- EXERCISE REQUIREMENTS: Please pick out each line of the records below that contains the string "leaf" and copy those lines.

- DATA SECTION:
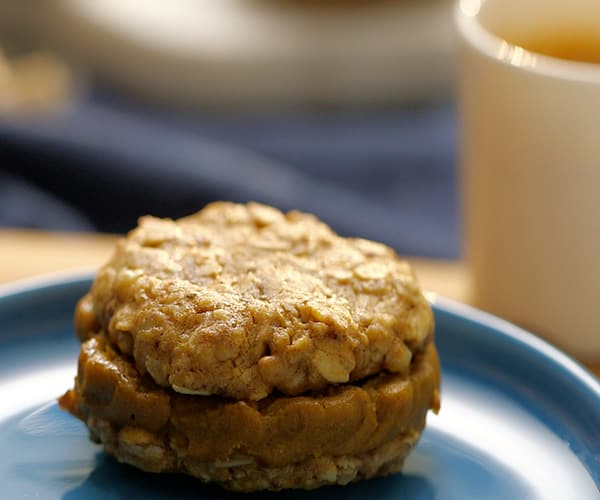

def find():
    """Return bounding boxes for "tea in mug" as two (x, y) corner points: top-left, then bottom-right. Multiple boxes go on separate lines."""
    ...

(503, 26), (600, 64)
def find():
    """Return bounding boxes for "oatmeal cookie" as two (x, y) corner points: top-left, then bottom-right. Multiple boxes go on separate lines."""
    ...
* * *
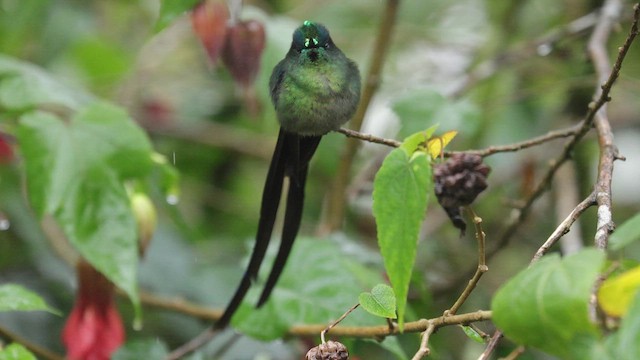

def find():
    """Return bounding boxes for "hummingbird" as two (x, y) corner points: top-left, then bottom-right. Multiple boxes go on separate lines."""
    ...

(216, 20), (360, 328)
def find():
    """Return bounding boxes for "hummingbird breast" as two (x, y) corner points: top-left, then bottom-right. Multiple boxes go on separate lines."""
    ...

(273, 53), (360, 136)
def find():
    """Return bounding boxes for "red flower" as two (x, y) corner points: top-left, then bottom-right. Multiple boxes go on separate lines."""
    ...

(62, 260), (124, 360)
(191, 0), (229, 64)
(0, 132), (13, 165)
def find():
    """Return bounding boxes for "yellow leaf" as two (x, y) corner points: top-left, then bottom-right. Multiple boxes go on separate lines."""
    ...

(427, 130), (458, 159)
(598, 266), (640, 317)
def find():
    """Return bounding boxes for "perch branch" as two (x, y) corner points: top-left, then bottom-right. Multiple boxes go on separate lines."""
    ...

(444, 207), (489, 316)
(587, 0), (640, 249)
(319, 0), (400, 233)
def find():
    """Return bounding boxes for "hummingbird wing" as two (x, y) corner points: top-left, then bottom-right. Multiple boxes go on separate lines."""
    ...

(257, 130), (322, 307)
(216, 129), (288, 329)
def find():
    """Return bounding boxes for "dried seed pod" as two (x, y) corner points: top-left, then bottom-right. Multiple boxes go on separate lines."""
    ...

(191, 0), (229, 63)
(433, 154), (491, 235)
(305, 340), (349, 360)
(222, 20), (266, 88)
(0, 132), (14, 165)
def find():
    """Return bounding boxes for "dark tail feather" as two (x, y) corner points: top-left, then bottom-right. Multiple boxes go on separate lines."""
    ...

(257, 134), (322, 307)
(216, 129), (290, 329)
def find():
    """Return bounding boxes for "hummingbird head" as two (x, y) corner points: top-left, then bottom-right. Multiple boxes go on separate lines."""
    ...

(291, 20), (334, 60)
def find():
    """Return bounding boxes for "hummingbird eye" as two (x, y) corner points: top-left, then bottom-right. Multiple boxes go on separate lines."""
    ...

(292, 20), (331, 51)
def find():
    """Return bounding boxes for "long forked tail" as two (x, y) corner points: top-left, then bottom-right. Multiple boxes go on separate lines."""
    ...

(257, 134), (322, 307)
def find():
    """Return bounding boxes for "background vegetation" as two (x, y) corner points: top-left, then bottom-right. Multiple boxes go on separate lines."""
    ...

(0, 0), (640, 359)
...
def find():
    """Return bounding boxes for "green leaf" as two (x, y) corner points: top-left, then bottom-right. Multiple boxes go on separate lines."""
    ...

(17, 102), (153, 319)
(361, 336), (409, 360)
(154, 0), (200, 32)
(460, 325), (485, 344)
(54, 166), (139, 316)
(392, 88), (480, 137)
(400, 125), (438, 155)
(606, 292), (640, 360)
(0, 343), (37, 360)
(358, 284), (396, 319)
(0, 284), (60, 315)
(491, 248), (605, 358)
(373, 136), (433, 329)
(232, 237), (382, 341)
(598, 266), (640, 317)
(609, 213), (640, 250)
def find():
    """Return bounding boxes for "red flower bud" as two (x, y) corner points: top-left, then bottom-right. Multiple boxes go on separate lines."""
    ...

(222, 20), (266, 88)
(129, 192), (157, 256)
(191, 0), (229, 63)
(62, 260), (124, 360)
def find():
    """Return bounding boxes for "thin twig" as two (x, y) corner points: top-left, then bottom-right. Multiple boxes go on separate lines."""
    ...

- EXERCISE SOLUTION:
    """Return bounding boxes for "yellow leaf" as two (x, y) corner points: top-left, then bottom-right. Multiple boxes go on separate lines."""
    """Return bounding boxes for "green leaf" as two (x, y) corner points: top-left, then bottom-right. Multiple boxes go on separate lines."""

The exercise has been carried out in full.